╭─ TEXT SEGMENT
As I congratulated my colleague on her second pregnancy, I was inwardly mourning the imminent loss of momentum gained within our fledging team.

Office teams and the working culture can be delicate beasts, a dynamic easily skewed by change and disruption. In the few months since returning from her first maternity leave, a slow-burning bond had grown among our small group, as it transitioned into a tight unit that was more productive – a measure of progress and team spirit that I knew would be curbed by another cycle of temporary cover.

I was right – it was. Though in the wake of a new ruling on pregnancy discrimination this month, I’m reminded that things could have been far worse. Crucially, we knew when our colleague was due back, something that is always helpful when trying to plan and organise workload and forthcoming projects. Now, employers may be denied this basic information, after a tribunal ruled it discriminatory to ask a pregnant woman prior to her taking maternity leave if she would return to work.
╰─
__EXERCISE TASK__:
Continue the piece on maternity leave and team momentum, picking up right after its final sentence. The records that follow come from a separate source and have no connection to the text.
╭─ EXTRACTED INFORMATION
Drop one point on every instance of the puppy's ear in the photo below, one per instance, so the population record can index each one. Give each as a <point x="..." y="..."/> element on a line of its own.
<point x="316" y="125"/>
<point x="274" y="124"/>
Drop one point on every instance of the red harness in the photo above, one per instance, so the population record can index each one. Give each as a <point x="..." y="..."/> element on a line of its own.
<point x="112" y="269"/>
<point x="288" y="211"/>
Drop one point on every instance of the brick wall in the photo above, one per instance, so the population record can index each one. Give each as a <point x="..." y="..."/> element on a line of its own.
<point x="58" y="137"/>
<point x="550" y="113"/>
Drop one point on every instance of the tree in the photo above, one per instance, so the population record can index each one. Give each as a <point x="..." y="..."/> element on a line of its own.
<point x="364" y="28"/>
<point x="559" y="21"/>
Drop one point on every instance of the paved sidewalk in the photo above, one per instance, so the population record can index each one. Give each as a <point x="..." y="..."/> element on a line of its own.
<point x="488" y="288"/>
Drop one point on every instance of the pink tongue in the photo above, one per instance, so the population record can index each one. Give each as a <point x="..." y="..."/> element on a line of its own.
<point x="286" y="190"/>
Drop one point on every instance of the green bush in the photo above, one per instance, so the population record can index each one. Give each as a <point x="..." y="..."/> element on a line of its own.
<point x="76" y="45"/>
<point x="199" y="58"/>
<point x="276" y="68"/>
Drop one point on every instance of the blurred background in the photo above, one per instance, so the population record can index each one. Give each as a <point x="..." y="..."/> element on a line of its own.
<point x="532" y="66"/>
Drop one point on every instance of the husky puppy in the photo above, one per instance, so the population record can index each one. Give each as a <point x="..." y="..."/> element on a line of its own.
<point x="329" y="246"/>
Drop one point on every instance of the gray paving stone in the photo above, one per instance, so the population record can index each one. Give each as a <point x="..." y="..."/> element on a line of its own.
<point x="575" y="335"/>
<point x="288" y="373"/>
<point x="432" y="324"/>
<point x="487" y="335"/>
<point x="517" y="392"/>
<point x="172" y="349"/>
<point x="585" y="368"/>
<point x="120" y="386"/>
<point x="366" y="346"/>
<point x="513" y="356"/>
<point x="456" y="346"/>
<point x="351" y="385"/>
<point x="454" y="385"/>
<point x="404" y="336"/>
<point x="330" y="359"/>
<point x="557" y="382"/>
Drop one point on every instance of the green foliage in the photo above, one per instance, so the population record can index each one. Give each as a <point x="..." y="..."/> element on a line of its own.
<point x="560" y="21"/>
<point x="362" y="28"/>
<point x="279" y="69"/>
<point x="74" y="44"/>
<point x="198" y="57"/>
╰─
__SOLVED PROBLEM__:
It found in favour of Laura Duffy, an assistant at Barnet, Enfield & Haringey Mental Health NHS Trust in north London, who sued her employer after he nodded towards her pregnant stomach and questioned her “future plans”. The tribunal ruled that this comment was based on a “stereotypical assumption about new mothers not returning to work” and was therefore unlawful.

No doubt in the interests of good employee relations and courtesy, most women will still be upfront about their intentions, but the fact remains they don’t have to be, and are allowed to enjoy their leave and hedge their bets free of the looming deadline of a return date. Perhaps they’ll be better placed to assess their situation once the baby is born, but it does leave the business on the backfoot and everyone else hanging.

Certainty and consistency are prized commodities in the workplace, and for good reason: they are like gold dust in an increasingly transient space given to flux and change. Organising cover will be complicated by a lack of clarity over whether the solution is to be stop-gap, or something longer term, worthy of deeper investment. Should the role be properly advertised with the view to acquiring fresh talent, or will a more makeshift approach suffice, such as seconding an existing employee from a synergetic function elsewhere in the business?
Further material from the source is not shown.